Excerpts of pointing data
-.-.-

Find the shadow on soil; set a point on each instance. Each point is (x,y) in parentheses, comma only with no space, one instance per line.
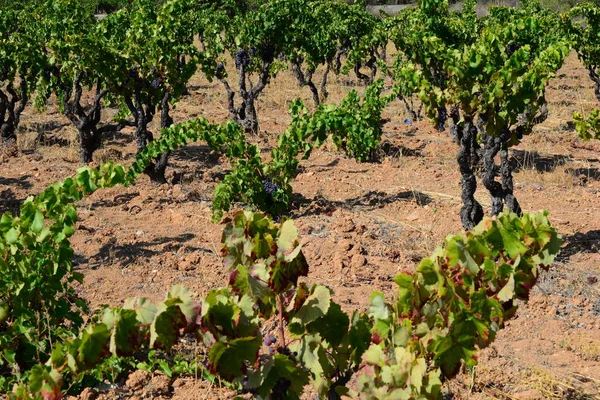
(588,242)
(588,173)
(9,202)
(389,150)
(119,200)
(523,160)
(197,153)
(127,253)
(373,199)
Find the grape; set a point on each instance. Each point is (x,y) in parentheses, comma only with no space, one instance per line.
(442,119)
(220,71)
(270,187)
(269,340)
(242,59)
(267,53)
(511,48)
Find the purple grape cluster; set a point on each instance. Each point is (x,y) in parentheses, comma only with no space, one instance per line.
(269,340)
(511,48)
(220,71)
(156,83)
(242,59)
(267,52)
(133,72)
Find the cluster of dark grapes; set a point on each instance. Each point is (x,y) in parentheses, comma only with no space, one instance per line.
(269,341)
(133,72)
(48,71)
(156,83)
(242,59)
(270,187)
(511,48)
(220,71)
(267,52)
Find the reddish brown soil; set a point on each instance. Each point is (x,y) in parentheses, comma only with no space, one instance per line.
(360,224)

-.-.-

▶ Work to do
Copy everything from the line containing "Find the reddish" down to the end of the rows, switching "reddish brown" to "dark brown" and leaving everything else unchanged.

▶ Answer below
Find the dark brown soil; set a point on each instance. Each point is (x,y) in parentheses, comma only with no space, one instance per line.
(360,224)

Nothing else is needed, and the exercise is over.